Texto exibido:
▬▬▬

Essa dualidade leva a questões: Os zoológicos seriam, então, atuantes no cuidado dos animais ou na sua espetacularização? O que os animais ganham e perdem dentro de um zoológico? Há alguma alternativa para eles?

UM PASSADO NO PRESENTE

A reificação — processo de transformar em “coisa” — do animal não é recente. Ao contrário, existem registros históricos que mostram que os animais parecem ter sido colecionados por humanos desde as primeiras civilizações.

Segundo o Projeto dos Grandes Primatas (GAP), movimento internacional cujo objetivo é lutar pela garantia dos direitos básicos à vida desses mamíferos, foi no Egito, há cerca de 5.500 anos, que surgiu o primeiro zoológico conhecido na cidade de Nekhen.

Já no Brasil, de acordo com a revista de divulgação científica do Laboratório de Jornalismo (Labjor), Coletiva, o Museu Emílio Goeldi foi o primeiro zoológico criado, inaugurando uma coleção de animais que representavam a fauna amazônica, o que ocorreu no ano de 1882, em Belém do Pará.

No país, quem regulariza e fiscaliza esses zoológicos é o Instituto Brasileiro do Meio Ambiente e dos Recursos Naturais Renováveis (Ibama). Ainda assim, mesmo com as regras bem definidas há aqueles zoológicos que apresentam problemas.

De acordo com a zootecnista e Diretora de Diversão do Parque Zoológico Municipal de Bauru (SP), Cláudia Cristina da Costa Ladeira, todos os recintos do local são regulados por uma Instrução Normativa (IN) do Ibama.

“A gente não inventa que o recinto do animal tem que ter tal altura ou tal comprimento. Existe uma regulação que deve ser seguida. Então, para cada animal existe um tipo de recinto apropriado”, conta.

Cláudia Cristina da Costa Ladeira foi nomeada para o cargo de Diretora de Divisão do Parque Zoológico de Bauru || Foto: Zoológico de Bauru/Divulgação

QUAL A VERDADEIRA FACE DO ZOOLÓGICO?

O Zoológico Municipal do Rio de Janeiro, em 2016, ficou três meses interditado por má administração e superlotação. Para o Ibama, responsável por suspender a visitação no local, o zoológico da cidade carioca naquele momento não tinha condições de receber o público — mesmo com seu notório passado, tendo sido pioneiro na reprodução de espécies ameaçadas de extinção.

▬▬▬

Dados fornecidos:
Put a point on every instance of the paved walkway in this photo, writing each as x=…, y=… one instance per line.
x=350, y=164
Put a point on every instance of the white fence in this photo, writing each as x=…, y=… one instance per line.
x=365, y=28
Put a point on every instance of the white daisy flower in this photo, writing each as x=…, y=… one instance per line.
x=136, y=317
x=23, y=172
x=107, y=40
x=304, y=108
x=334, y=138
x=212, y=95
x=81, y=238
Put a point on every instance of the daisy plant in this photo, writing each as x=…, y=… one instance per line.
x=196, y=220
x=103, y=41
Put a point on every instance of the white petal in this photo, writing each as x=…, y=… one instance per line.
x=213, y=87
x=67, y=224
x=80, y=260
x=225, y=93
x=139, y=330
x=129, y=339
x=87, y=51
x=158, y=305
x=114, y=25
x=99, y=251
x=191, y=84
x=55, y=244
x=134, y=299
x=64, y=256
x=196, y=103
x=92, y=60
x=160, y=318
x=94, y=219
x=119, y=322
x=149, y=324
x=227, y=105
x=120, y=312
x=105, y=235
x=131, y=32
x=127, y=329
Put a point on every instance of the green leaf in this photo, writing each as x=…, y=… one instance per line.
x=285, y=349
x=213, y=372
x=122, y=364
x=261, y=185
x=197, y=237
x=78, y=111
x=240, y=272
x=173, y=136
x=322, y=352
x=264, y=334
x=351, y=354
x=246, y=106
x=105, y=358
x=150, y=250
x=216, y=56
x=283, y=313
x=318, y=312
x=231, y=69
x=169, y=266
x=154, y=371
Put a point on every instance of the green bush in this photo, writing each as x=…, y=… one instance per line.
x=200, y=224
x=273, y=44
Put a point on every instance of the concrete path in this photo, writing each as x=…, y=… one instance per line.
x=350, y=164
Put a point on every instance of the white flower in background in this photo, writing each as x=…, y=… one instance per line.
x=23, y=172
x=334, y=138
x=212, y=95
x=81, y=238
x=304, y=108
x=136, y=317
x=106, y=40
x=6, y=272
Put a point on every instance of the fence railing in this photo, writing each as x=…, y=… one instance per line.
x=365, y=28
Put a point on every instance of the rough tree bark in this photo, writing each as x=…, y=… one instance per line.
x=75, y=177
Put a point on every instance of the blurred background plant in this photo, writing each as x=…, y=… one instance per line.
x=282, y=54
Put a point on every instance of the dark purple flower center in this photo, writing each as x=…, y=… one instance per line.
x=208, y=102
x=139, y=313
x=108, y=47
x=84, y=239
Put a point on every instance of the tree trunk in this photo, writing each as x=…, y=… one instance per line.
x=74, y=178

▬▬▬

Tarefas:
1. Segundo o texto sobre zoológicos, por quanto tempo o Zoológico Municipal do Rio de Janeiro ficou interditado em 2016?
2. Reproduza do texto sobre zoológicos o trecho de "Já no Brasil, de" a "(IN) do Ibama.".

Soluções em ordem:
1. Por três meses.

2.
Já no Brasil, de acordo com a revista de divulgação científica do Laboratório de Jornalismo (Labjor), Coletiva, o Museu Emílio Goeldi foi o primeiro zoológico criado, inaugurando uma coleção de animais que representavam a fauna amazônica, o que ocorreu no ano de 1882, em Belém do Pará.

No país, quem regulariza e fiscaliza esses zoológicos é o Instituto Brasileiro do Meio Ambiente e dos Recursos Naturais Renováveis (Ibama). Ainda assim, mesmo com as regras bem definidas há aqueles zoológicos que apresentam problemas.

De acordo com a zootecnista e Diretora de Diversão do Parque Zoológico Municipal de Bauru (SP), Cláudia Cristina da Costa Ladeira, todos os recintos do local são regulados por uma Instrução Normativa (IN) do Ibama.